#### [PROBLEMAS]
- a) Duplica el fragmento de origen sin cambios, desde "Pepi cuenta la" hasta "de Francisco Rojas.", ambos incluidos.
- b) Según el fragmento de origen, ¿qué nombres estaban grabados en la placa del despacho?

### FRAGMENTO DE ORIGEN ###

Era el 23 de febrero de 1981 lejos de Madrid, en la ciudad en la que gobernaba un alcalde comunista y en la que se había montado un despacho colectivo de abogados laboralistas con vínculos con Comisiones Obreras. En la placa había cuatro nombres grabados: Rafael Martínez, Filomeno Aparicio, Francisco Rojas y Vicente Villarreal. No estaban solos, junto a ellos estaba la secretaria, Pepi Leiva, que también estaba, junto a otra compañera, Concha, entre quienes salieron por piernas de aquel despacho de abogados sin saber si iban a volver a pisarlo de nuevo.

Pepi cuenta la historia 42 años después a este periódico. Lo hace en Las Tendillas, escondida detrás de unas grandes gafas de sol (que podrían pasar perfectamente por las que se llevaban en los años 80), y con Berta Aparicio, abogada, hija de Filomeno Aparicio, sentada a su lado. Las dos son también parte de la red de historias que han inspirado Solos en la noche, la sofisticada comedia que ha estrenado este fin de semana en los cines el director y guionista Guillermo Rojas, hijo de Francisco Rojas.

### FILAS MOSTRADAS ###

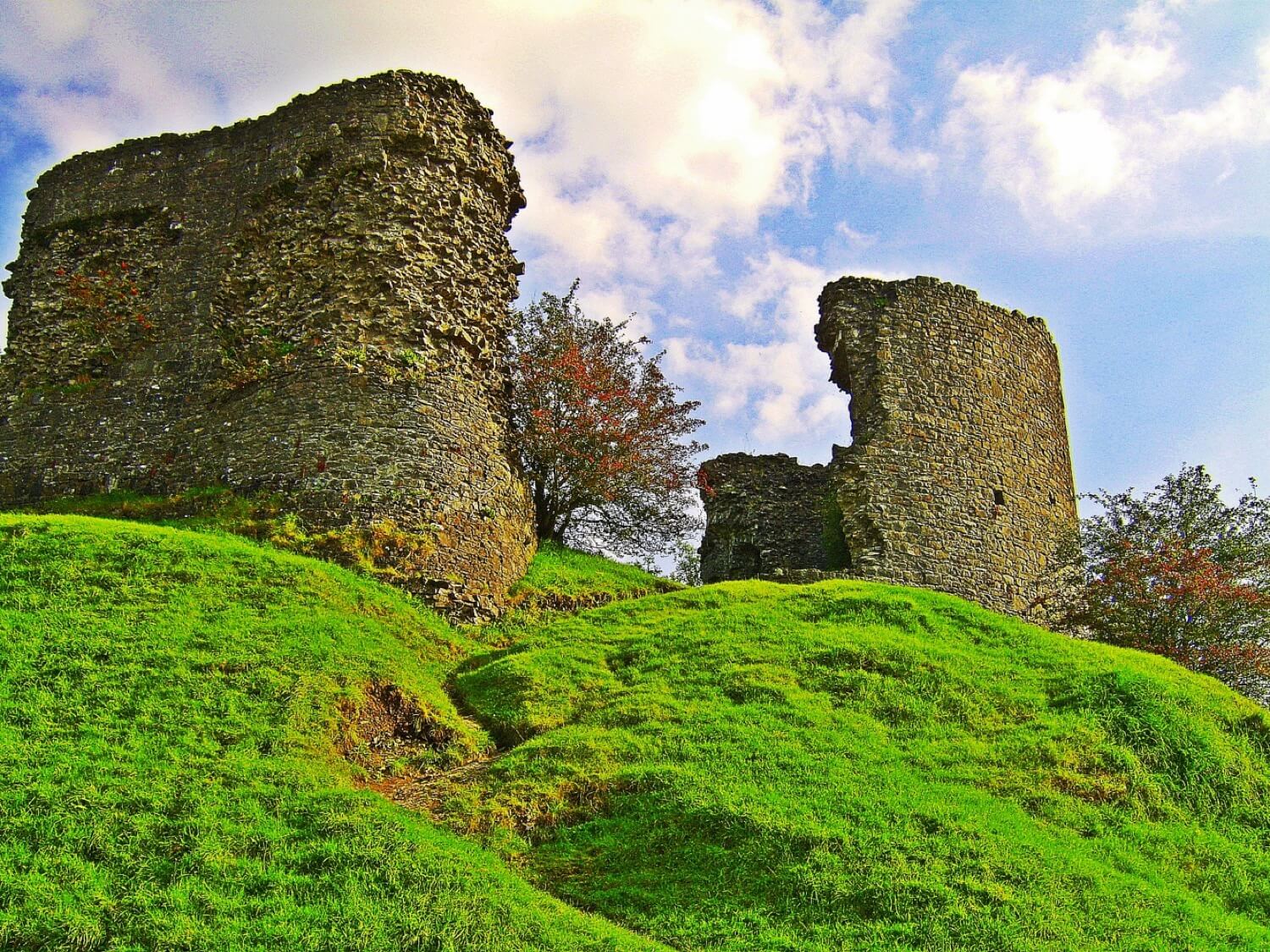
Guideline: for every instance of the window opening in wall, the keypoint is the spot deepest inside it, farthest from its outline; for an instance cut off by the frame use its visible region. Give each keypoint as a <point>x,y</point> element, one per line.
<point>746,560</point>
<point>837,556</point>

###
### FILAS MOSTRADAS ###

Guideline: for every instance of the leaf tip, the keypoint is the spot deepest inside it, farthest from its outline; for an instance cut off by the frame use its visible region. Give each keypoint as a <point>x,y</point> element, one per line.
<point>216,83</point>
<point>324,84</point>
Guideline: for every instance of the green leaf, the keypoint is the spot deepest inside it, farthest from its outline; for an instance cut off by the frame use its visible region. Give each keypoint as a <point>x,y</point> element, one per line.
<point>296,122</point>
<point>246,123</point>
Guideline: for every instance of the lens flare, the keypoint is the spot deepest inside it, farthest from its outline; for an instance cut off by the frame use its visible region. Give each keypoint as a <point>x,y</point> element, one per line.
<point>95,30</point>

###
### FILAS MOSTRADAS ###

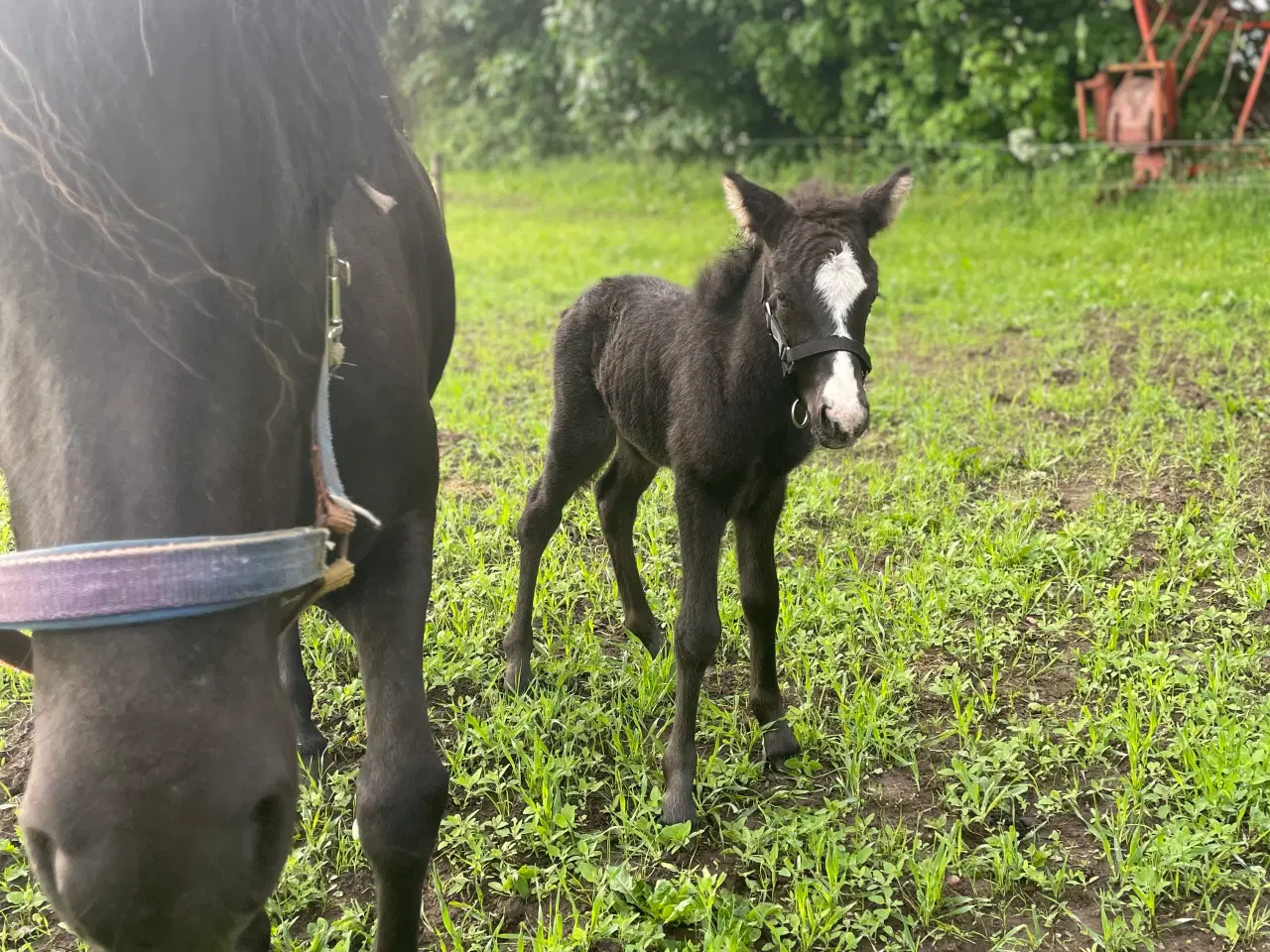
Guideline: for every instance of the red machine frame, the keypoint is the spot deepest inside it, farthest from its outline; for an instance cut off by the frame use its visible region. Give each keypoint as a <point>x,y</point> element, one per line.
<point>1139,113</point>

###

#### [RESULTADOS EN ORDEN]
- a)
Pepi cuenta la historia 42 años después a este periódico. Lo hace en Las Tendillas, escondida detrás de unas grandes gafas de sol (que podrían pasar perfectamente por las que se llevaban en los años 80), y con Berta Aparicio, abogada, hija de Filomeno Aparicio, sentada a su lado. Las dos son también parte de la red de historias que han inspirado Solos en la noche, la sofisticada comedia que ha estrenado este fin de semana en los cines el director y guionista Guillermo Rojas, hijo de Francisco Rojas.

- b) Rafael Martínez, Filomeno Aparicio, Francisco Rojas y Vicente Villarreal.